What needs to be done - Determine how many lines in the records hold "keyboard", then give that number by itself.

*** Input data

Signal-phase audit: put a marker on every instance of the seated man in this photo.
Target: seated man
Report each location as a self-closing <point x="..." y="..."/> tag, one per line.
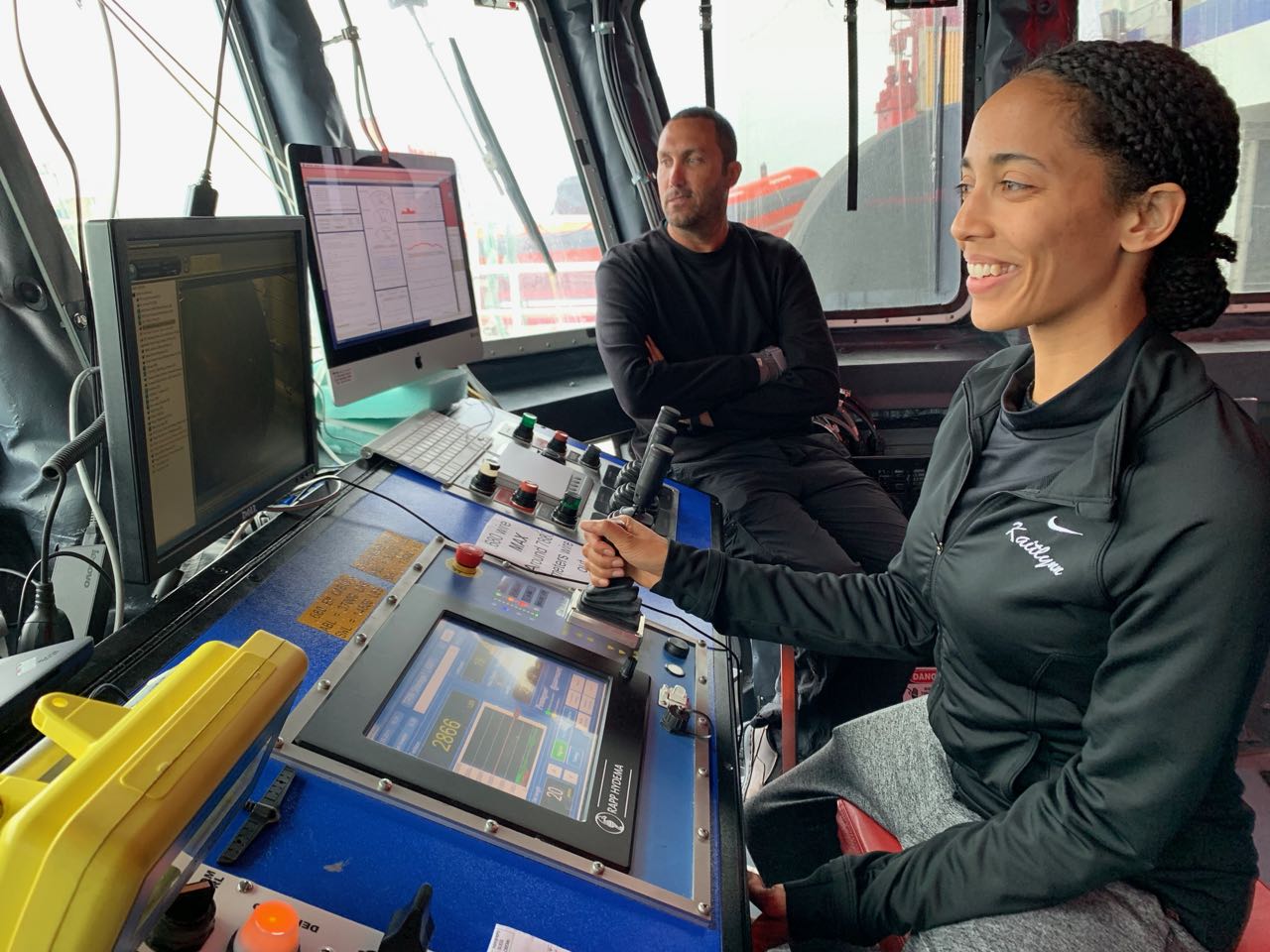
<point x="724" y="324"/>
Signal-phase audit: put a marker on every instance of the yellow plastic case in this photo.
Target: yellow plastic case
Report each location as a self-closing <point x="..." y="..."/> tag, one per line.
<point x="87" y="857"/>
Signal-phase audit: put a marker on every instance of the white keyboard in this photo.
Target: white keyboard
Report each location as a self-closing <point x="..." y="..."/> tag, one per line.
<point x="432" y="444"/>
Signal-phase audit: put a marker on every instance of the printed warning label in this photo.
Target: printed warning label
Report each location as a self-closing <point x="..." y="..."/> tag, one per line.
<point x="389" y="556"/>
<point x="340" y="610"/>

******

Response - 2